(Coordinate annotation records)

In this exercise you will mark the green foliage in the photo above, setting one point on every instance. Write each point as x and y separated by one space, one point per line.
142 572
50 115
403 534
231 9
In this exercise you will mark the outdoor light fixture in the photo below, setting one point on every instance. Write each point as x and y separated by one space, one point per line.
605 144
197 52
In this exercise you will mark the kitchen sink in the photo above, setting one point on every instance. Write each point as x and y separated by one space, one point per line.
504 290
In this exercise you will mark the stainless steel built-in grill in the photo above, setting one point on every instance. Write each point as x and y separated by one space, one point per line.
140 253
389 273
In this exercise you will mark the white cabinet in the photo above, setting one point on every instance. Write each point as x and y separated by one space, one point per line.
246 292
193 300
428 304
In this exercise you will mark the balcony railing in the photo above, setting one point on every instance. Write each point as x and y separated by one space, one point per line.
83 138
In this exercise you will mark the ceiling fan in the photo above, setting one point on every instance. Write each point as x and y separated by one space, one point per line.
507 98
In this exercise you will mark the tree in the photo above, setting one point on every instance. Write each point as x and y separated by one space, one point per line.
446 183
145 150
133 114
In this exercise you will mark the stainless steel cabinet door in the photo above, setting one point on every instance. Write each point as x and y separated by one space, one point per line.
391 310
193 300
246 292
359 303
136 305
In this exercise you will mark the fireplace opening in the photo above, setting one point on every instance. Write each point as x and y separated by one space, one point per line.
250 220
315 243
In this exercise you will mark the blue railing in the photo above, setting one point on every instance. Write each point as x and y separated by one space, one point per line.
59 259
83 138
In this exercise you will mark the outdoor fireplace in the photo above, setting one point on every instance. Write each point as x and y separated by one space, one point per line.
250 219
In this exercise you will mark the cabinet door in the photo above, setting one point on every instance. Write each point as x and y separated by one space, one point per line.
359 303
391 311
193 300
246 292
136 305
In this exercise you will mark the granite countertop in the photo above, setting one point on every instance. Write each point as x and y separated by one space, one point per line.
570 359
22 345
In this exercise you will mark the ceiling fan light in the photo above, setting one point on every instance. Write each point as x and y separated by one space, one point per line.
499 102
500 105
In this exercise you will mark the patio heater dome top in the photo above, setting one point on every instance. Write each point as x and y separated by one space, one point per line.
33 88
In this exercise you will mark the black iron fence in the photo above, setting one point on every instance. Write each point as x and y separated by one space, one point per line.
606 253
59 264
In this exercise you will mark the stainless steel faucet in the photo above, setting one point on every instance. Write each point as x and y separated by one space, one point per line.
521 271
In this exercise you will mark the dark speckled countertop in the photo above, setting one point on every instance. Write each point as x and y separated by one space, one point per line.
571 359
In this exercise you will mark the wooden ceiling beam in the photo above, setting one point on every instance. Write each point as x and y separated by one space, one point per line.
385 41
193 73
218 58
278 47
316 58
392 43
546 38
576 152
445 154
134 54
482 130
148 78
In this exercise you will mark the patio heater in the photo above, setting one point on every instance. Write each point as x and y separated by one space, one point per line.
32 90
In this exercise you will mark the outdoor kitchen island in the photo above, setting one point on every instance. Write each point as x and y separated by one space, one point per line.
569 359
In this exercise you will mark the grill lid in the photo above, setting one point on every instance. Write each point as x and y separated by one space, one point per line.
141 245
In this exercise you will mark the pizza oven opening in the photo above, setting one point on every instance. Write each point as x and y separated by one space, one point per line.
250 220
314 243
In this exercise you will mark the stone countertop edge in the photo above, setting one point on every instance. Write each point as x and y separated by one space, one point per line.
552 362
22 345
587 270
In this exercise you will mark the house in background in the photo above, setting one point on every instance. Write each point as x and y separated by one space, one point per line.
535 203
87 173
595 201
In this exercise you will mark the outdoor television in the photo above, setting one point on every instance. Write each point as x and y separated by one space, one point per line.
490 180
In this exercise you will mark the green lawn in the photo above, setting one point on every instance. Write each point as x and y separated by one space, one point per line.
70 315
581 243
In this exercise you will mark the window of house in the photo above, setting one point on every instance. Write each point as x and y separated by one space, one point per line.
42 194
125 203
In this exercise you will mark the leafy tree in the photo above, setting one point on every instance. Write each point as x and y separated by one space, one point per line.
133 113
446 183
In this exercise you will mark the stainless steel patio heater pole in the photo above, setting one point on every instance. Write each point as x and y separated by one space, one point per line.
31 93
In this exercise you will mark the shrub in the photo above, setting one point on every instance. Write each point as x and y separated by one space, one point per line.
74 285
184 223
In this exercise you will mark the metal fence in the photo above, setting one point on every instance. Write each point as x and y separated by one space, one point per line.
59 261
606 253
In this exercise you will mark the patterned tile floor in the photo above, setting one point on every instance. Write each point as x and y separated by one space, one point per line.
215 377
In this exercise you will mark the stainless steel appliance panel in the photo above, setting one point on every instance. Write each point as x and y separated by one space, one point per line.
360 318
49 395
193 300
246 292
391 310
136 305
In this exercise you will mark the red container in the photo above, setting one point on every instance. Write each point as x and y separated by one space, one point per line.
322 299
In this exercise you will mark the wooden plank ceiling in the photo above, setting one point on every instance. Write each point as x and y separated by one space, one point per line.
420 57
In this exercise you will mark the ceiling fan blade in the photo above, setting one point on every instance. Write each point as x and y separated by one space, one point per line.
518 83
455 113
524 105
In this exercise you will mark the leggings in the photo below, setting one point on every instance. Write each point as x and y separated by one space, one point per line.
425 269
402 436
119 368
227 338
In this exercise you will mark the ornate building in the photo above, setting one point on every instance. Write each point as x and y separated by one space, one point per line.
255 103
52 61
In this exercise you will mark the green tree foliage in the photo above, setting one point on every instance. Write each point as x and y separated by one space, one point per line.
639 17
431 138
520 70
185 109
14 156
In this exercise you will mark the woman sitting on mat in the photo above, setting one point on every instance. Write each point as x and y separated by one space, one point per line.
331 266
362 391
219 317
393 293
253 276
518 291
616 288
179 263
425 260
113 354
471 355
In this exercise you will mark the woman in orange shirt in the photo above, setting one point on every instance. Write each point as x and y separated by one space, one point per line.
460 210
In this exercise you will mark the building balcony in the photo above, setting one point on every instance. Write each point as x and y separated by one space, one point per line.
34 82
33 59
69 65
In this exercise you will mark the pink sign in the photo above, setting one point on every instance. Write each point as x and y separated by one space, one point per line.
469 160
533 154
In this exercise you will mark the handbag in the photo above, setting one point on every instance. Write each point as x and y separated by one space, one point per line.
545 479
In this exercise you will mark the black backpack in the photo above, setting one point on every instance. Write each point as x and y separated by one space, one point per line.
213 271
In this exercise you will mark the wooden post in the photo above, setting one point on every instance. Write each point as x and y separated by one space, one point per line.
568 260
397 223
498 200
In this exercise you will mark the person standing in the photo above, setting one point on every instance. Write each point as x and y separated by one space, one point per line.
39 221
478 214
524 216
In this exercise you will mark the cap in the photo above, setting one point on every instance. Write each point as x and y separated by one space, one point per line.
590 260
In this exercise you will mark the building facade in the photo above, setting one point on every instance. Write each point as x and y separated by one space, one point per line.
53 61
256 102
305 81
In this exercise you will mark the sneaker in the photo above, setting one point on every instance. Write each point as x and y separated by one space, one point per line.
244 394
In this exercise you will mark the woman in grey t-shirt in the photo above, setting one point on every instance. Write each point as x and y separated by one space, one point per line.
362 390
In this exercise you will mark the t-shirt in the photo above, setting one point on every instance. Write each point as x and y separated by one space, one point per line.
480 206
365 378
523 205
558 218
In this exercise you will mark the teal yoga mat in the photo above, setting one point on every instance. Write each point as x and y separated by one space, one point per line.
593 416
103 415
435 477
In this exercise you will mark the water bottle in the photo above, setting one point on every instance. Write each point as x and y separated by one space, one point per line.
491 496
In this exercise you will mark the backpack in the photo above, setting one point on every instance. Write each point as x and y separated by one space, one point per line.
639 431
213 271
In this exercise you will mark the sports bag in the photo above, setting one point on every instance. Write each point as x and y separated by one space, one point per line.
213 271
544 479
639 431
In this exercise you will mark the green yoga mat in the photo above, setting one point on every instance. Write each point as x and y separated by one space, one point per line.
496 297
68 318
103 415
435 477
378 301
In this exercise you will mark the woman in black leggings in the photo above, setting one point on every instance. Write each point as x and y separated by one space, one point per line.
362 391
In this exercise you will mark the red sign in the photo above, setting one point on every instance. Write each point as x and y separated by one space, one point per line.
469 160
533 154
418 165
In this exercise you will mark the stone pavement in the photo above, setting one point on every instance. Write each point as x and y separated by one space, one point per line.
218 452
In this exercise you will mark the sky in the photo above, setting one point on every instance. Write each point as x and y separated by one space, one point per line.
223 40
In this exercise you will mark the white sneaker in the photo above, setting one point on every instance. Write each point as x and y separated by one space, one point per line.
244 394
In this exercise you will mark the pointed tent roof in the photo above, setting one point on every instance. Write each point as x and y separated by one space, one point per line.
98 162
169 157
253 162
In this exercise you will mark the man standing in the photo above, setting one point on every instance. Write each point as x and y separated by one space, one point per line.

* REQUIRED TASK: Only the lines from the one containing "In this exercise you will mark the green yoga" through the end of the material should be reproduced, exactly, with both ends included.

* IN RESPONSE:
In this exercise you will mark the green yoga mat in the photo above, setting one point on every instance. Write each point as x and y separated by one space, one point per line.
496 297
68 318
103 415
435 477
378 301
In this exercise you will mark the woman in black leggings in the photo above, setting one point on every instance. Write each point as x and y separated by one space, one point per line.
362 391
In this exercise you will mark the red sign in the photo above, setting one point on every instance. Write each point as x and y separated by one space, one point per line.
469 160
533 154
418 165
In this exercise you will mark the stone pavement in the photo above, setting one point on every instance. Write each point as x and y separated by one space, one point per line.
218 452
In this exercise you will mark the sky in the photo above, setting one point on every instance. Write each point as x and y separated by one space, one point per line.
223 40
In this exercise you will mark the white sneaker in the photo above, setting one point on every instance. Write each point as x and y separated by one space, one point per line.
244 394
In this exercise you will mark the pointed tent roof in the photo above, setting one point on every instance. Write each point as x and y separated by one space, one point per line.
98 162
169 157
253 162
In this exercise you will mark the man standing in the photo above, setting one point on every instance. Write each point as x and y separated by one space, one point per line.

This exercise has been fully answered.